## Document
Again, I’ll emphasize, this is truly high risk, I am aware of no technology close to commercialization. Andrea Rossi was (and remains) a fraud.

Speaking of Rossi, Sythestech uses his name. In their “White Paper,” they have:

Andrea Rossi was one of
the first entrepreneurs who adopted the LENR technology. In collaboration with Sergio Focardi, he created a device based on the principles of LENR-reactions, which generated electricity. In recent years, many installations that generate electricity have been built secretly.

That’s total BS. Rossi has not claimed the generation of elecricity. He did claim to be operating a megawatt reactor in Florida, and it was secret for a time, but all this blew up in 2016, becoming highly public in the lawsuit, Rossi v. Darden. There was a plant, but it was not generating a megawatt, if it was generating anything, and the odds are high that it was generating nothing, it was just a big electric water heater, maybe 30 KW.

Rossi comes up again in the interview in Entrepreneur

Your whitepaper ICO mentions modern nuclear technology. Do you also develop advanced nuclear technologies? Could you tell us more about this?

In fact, the field has become more popular than ever. Latest advancements in portable power generation devices developed by Andrea Rossi and progress in obtaining platinum from tungsten by Mitsubishi Heavy Industries, indicate that Cold Transmutation has gained real-world traction.

There are no “portable power generation devices developed by Andrea Rossi.” There has been work on certain transmutations by Mitsubishi Heavy Industries (the work of Iwamura), but it was not “platinum from tungsten” and was not even close to commercial possibility. Synthestech is doing a lot of name-dropping, making it seem like there is support for their plans. There is not, not from the scientists in the field, not as far as has been shown.

## Material
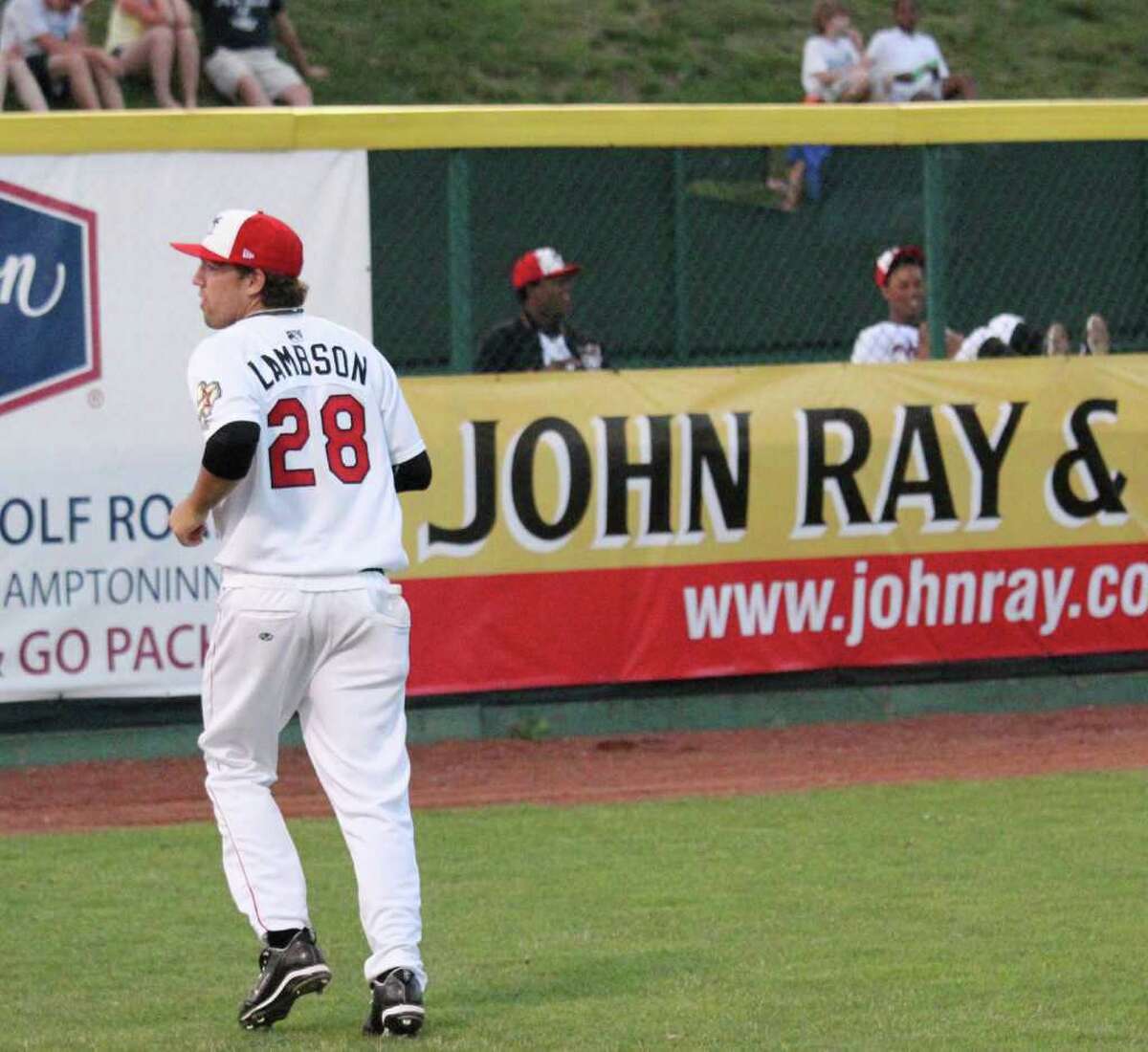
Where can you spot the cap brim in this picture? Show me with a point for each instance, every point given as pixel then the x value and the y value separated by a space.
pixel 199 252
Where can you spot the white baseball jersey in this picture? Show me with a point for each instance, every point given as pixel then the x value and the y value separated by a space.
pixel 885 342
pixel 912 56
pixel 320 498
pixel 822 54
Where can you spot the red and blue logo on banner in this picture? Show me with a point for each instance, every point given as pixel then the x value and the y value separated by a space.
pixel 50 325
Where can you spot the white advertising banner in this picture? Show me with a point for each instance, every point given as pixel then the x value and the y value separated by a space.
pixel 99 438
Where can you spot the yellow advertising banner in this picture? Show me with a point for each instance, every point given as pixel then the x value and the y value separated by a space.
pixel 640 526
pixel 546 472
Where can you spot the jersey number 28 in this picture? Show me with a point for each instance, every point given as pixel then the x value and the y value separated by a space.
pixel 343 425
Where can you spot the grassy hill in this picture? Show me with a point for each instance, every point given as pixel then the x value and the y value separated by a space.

## Task instructions
1. In the post about Synthestech, rewrite the paragraph that begins "There are no" as a short bulleted list that keeps its main facts.
2. Answer these questions from the post about Synthestech:
(a) According to the White Paper, with whom did Andrea Rossi collaborate?
(b) What lawsuit made the Florida reactor claim highly public?
(c) In what publication did the interview appear?
3. Reproduce the passage of the post about Synthestech starting with "Again, I’ll emphasize, this" and going on through "been built secretly.".

## The answers
1.
- No portable power generation devices have been developed by Andrea Rossi.
- Mitsubishi Heavy Industries (the work of Iwamura) has done work on certain transmutations, but not "platinum from tungsten," and nothing near commercial possibility.
- Synthestech is name-dropping heavily to make it seem its plans have support.
- As far as has been shown, there is no such support, including from scientists in the field.

2.
(a) Sergio Focardi
(b) Rossi v. Darden
(c) Entrepreneur

3.
Again, I’ll emphasize, this is truly high risk, I am aware of no technology close to commercialization. Andrea Rossi was (and remains) a fraud.

Speaking of Rossi, Sythestech uses his name. In their “White Paper,” they have:

Andrea Rossi was one of
the first entrepreneurs who adopted the LENR technology. In collaboration with Sergio Focardi, he created a device based on the principles of LENR-reactions, which generated electricity. In recent years, many installations that generate electricity have been built secretly.